(Recorded data Opens)

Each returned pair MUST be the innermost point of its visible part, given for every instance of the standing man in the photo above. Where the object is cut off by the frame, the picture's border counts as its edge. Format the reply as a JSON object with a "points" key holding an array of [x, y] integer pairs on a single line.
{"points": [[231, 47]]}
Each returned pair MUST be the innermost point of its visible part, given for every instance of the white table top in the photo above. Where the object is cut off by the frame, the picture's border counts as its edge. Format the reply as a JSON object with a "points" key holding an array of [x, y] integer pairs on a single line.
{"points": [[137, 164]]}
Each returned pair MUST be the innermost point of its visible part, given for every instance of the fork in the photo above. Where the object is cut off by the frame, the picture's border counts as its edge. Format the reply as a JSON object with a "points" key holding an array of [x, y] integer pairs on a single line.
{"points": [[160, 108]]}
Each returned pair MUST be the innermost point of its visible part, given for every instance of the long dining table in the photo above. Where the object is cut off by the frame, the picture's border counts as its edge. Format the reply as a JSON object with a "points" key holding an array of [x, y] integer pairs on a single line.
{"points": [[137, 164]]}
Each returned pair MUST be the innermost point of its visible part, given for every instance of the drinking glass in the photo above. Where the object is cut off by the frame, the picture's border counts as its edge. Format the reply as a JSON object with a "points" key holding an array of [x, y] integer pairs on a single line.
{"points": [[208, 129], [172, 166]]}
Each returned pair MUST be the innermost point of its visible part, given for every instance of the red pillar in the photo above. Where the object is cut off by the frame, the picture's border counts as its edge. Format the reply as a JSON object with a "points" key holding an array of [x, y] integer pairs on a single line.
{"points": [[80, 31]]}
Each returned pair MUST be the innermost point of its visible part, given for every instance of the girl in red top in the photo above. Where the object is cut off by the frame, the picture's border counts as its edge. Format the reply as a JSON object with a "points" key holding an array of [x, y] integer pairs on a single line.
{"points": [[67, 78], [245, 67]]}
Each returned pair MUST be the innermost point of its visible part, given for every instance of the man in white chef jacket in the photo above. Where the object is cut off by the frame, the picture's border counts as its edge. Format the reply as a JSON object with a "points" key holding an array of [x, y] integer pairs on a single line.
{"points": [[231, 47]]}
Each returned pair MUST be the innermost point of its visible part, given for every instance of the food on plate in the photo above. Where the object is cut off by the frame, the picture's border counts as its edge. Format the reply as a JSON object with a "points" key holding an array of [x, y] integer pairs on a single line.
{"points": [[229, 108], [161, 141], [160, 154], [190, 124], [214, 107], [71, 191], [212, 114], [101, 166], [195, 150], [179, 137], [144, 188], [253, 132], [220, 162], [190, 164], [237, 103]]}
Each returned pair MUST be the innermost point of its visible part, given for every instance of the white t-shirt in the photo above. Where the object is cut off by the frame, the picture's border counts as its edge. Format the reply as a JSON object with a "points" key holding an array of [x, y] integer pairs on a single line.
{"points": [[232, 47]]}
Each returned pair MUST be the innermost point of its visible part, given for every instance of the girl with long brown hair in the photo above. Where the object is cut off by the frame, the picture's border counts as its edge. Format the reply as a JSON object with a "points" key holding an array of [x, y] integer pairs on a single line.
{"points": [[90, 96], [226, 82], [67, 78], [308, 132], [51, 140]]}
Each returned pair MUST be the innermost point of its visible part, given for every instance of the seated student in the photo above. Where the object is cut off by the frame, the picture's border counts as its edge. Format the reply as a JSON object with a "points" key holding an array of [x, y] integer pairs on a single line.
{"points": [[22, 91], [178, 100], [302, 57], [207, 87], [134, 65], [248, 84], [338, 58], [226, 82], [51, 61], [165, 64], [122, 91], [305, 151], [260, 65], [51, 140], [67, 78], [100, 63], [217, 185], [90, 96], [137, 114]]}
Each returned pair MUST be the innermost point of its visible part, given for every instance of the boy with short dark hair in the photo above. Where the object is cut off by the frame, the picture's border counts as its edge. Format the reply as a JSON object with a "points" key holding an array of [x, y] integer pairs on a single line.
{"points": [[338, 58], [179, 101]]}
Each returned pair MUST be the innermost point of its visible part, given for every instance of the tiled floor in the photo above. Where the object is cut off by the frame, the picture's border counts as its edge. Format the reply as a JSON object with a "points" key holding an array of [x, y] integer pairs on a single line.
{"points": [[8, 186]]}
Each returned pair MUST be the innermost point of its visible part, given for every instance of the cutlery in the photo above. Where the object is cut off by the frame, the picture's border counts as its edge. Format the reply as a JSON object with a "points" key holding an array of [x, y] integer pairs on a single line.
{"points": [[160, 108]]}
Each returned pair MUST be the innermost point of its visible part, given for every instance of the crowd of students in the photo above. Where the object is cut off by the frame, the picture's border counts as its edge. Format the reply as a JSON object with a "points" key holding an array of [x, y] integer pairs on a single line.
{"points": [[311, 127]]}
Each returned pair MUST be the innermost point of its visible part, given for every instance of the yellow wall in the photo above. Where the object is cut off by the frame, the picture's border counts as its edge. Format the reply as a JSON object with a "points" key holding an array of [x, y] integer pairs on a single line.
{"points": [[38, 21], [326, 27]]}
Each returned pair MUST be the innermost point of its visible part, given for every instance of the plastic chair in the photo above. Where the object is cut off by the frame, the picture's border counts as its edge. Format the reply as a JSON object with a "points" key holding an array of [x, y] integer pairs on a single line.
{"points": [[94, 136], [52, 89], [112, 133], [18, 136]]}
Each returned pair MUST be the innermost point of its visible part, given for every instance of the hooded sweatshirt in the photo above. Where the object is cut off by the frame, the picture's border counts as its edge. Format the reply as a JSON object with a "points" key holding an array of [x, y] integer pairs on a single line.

(Recorded data Closes)

From the listing above, reproduce all the lines exactly.

### [Answer for the task]
Each returned pair MUST be the innermost point of its visible part, given for every instance of the standing man in the photo above. Where the object is cut off by the frame, the picture's border counts as its edge. Format the reply as a JSON object with a "points" key holding an array of [x, y] integer pairs on a single line.
{"points": [[231, 47]]}
Each returned pair MUST be the innermost point of its visible part, given for every instance of the white table top in the photo above. Where the object is cut off by the frame, the picture's border counts as its edge. Format the reply as a JSON object with a "points" key holding an array of [x, y] integer pairs on a single line.
{"points": [[137, 164]]}
Each returned pair MUST be the innermost point of its visible part, given for every instance of the fork in the photo above. Where the object is cut off by the frame, the picture's border counts as its edge. Format the reply as a JSON object with a "points" key holding an array of [x, y] integer pairs on a single line.
{"points": [[160, 108]]}
Each returned pair MUST be the innermost point of its visible part, given for every instance of the long dining table in the photo above. Where the object is cut off by the frame, the picture's border counts as its edge. Format the reply as a JSON object with a "points" key holding an array of [x, y] integer pairs on a single line.
{"points": [[137, 164]]}
Each returned pair MUST be the innermost point of its visible part, given for every instance of the drinking glass in the photo above. Where the object is cut off by the frame, the picture's border counts as its edge. Format the reply as a JSON object with a "points" key holding an array of [x, y] integer pairs on a single line.
{"points": [[208, 129], [172, 166]]}
Each returned pair MUST be the innermost point of its visible part, given for every instance of the red pillar in the photo above. Where the object is cut off by the frame, the picture's border counts as its edge. Format the reply as a JSON object with a "points" key holding an array of [x, y] integer pairs on a single line.
{"points": [[80, 31]]}
Each returned pair MUST be the innermost point of its visible part, given for every instance of the girl in red top in the photo above. Where the object is cut off by the frame, the picture's border counts as its edge. Format the reply as a JSON object with a "points" key holding an array of [x, y] integer pairs on a single line.
{"points": [[67, 78], [245, 67]]}
Each returned pair MUST be the innermost point of its visible part, given for every instance of the man in white chef jacket in the photo above. Where the object is cut off by the frame, the picture's border counts as its edge. Format the reply as a JSON object with a "points" key holding an array of [x, y] integer pairs on a single line.
{"points": [[231, 47]]}
Each returned pair MUST be the innermost point of its visible part, given for every instance of the food on plate in the photo above. Where the object is cut off by the frame, the picture's border counts as its edge. Format the reply as a JSON object with a "points" key holding an array of [x, y] integer pairs on a single line.
{"points": [[229, 108], [161, 141], [160, 154], [190, 124], [214, 107], [71, 191], [212, 114], [101, 166], [195, 150], [179, 137], [144, 188], [253, 132], [220, 162], [190, 164], [237, 103]]}
Each returned pair MUST be the innermost point of its visible part, given for every instance of the white t-shirt in the photo above. Where the object is cut off by the frame, the picture's border counts as its edge. Format the reply as a JSON object with a "points" key holding an array of [x, y] integer pairs on a single line.
{"points": [[232, 47]]}
Each returned pair MUST be the innermost point of its visible part, given for every instance of the girl with long brown hair in the photo above. Where the object is cut off by the frame, the picture's border counts as its edge. Format the reply as a JSON object with a "points" key holding an array of [x, y] integer pairs on a single line.
{"points": [[90, 96], [226, 82], [67, 78], [308, 132], [51, 140]]}
Each returned pair MUST be the innermost point of its visible part, given for every instance of the seated student in the photo above. Where the object is cut off by the frame, the picture's border counts as its edge. Format the reply as a JSON object with a "points" key holding an array of [x, y] integer pairs on a single line.
{"points": [[22, 91], [178, 100], [302, 57], [207, 87], [134, 65], [248, 84], [338, 58], [226, 82], [51, 61], [165, 64], [122, 91], [305, 151], [260, 65], [51, 140], [67, 78], [100, 63], [217, 185], [90, 96], [137, 114]]}
Each returned pair MUST be the innermost point of its visible part, given for every instance of the boy with short dark hair in the photo above. Where the object is cut off by the frame, the picture's border counts as its edge. Format the reply as a JSON object with a "points" key holding an array of [x, y] integer pairs on a single line.
{"points": [[338, 58], [179, 101]]}
Each returned pair MUST be the innermost point of its visible part, given for every instance of the tiled floor in the photo above. Where the object is cut off by the frame, the picture's border counts as its edge. Format the reply as a JSON object with a "points" key holding an array of [x, y] integer pairs on a single line.
{"points": [[8, 186]]}
Each returned pair MUST be the innermost point of its visible part, given for every instance of the cutlery in the photo above. Where the object is cut off by the frame, the picture's border counts as its edge. Format the reply as a JSON object with a "points" key holding an array of [x, y] integer pairs on a single line.
{"points": [[160, 108]]}
Each returned pair MUST be the innermost point of its visible part, given for every instance of the crowd of students in the photo above. Where the object is cut off by the frame, the picture's border counts as its edge. Format the reply as a JSON object with a "points" key holding an array of [x, y] integer pairs on a single line.
{"points": [[311, 127]]}
Each returned pair MUST be the innermost point of its visible part, given for every instance of the yellow wall in the photo above. Where the object is cut off by the frame, the picture's border counts as its edge. Format the reply as a JSON object with a "points" key holding an array of [x, y] integer pairs on a single line.
{"points": [[38, 21], [326, 27]]}
Each returned pair MUST be the innermost point of its visible part, given for every instance of the plastic chair in the photo above. Where the object is cut off by the frame, the picture's border counts as its edge. Format the reply as a JSON object with a "points" key holding an array of [x, y] integer pairs on a single line.
{"points": [[94, 136], [52, 89], [112, 133], [18, 136]]}
Each returned pair MUST be the innermost point of its visible part, given for every instance of the hooded sweatshirt in the photo above. Where the object is cut off by the frame, the picture's border counts as its edge. Format the reply as a JSON object with a "points" key holding an array of [x, y] integer pairs on a single line.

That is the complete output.